**** Extract provided
The coroner calls the two women her "data deputies," responsible for gathering information and documenting specific details of area deaths. Mrs. Townsend has two full-time deputy coroners, Tim Carlton and Darryl Ables, who are paid to help her investigate deaths in the county.
"The new positions will allow them to look for grants to help or curtail some of the deaths that we are experiencing in Aiken County," Mrs. Townsend said.
Mrs. Papouchado is a former member of the Aiken City Council who was unseated in the Republican primary Sept. 14. She also has spent years researching Aiken County infant mortality issues, coordinating the organization called Growing Into Life, formed in 1989, to address the county's high rate of infant deaths.
Those efforts paid off in November when the Pew Partnership announced the Aiken program was one of 19 chosen to participate in an initiative to document successful efforts in building stronger communities.
Mrs. Papouchado also has been a member of the Suicide Task Force, researching a suicide rate in Aiken County that is above the state average.
Ms. Strack is a former head of the technical editing section at Westinghouse Savannah River Co. She also has served on Growing Into Life and other local committees.
The women already have a lead on a possible federal grant. The U.S. Justice Department and Attorney General Janet Reno have shown interest in the local Moms & Cops program, mentioning it in a recent speech, Mrs. Papouchado said.
The Moms & Cops program trains public safety officers in the area of prenatal care so they can spread the word to expectant mothers while patrolling area neighborhoods. It is funded by United Way and the Department of Health and Environmental Control.
"Janet Reno says it was the kind of public partnerships that would be the answers to the problems that we had," she said.
Together, the two Aiken women have helped bring in $900,000 in grants for Aiken County causes, including money for the Hitchcock Rehabilitation Center.
********
From the article on Aiken County's coroner deputies, write out word for word the passage starting at "The coroner calls" and ending at "in the county.".
**** Data records
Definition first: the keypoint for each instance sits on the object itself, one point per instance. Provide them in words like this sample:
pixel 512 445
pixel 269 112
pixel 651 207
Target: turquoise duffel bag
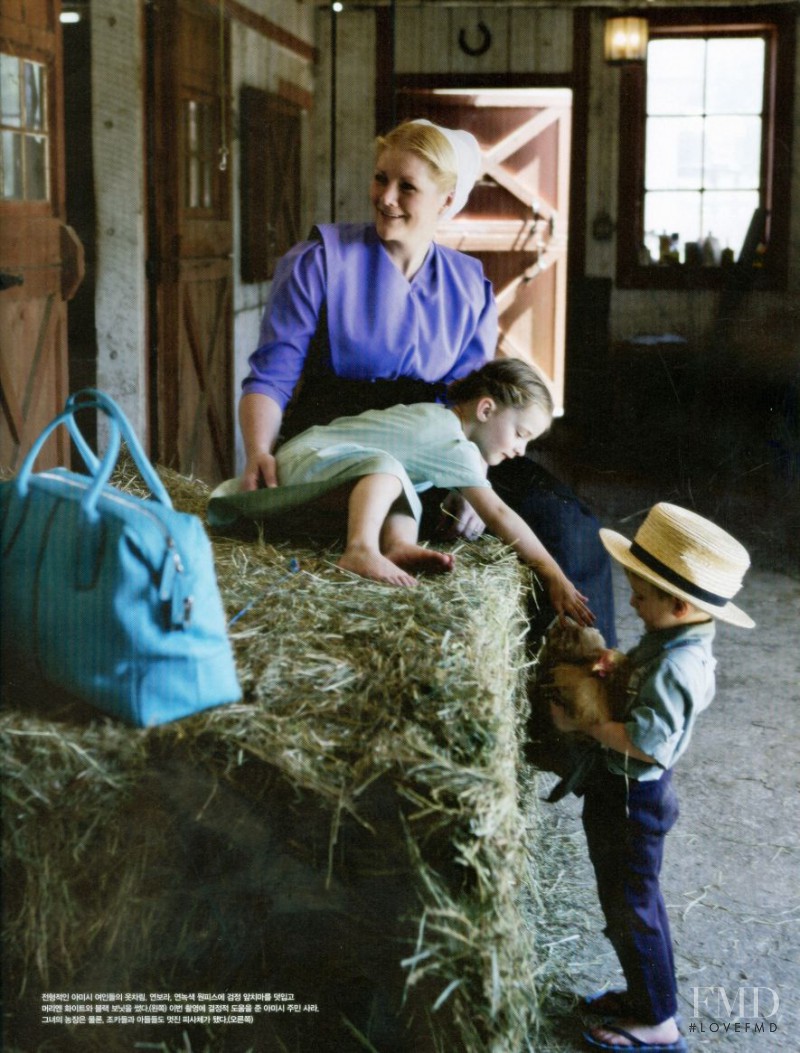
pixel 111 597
********
(The solution):
The coroner calls the two women her "data deputies," responsible for gathering information and documenting specific details of area deaths. Mrs. Townsend has two full-time deputy coroners, Tim Carlton and Darryl Ables, who are paid to help her investigate deaths in the county.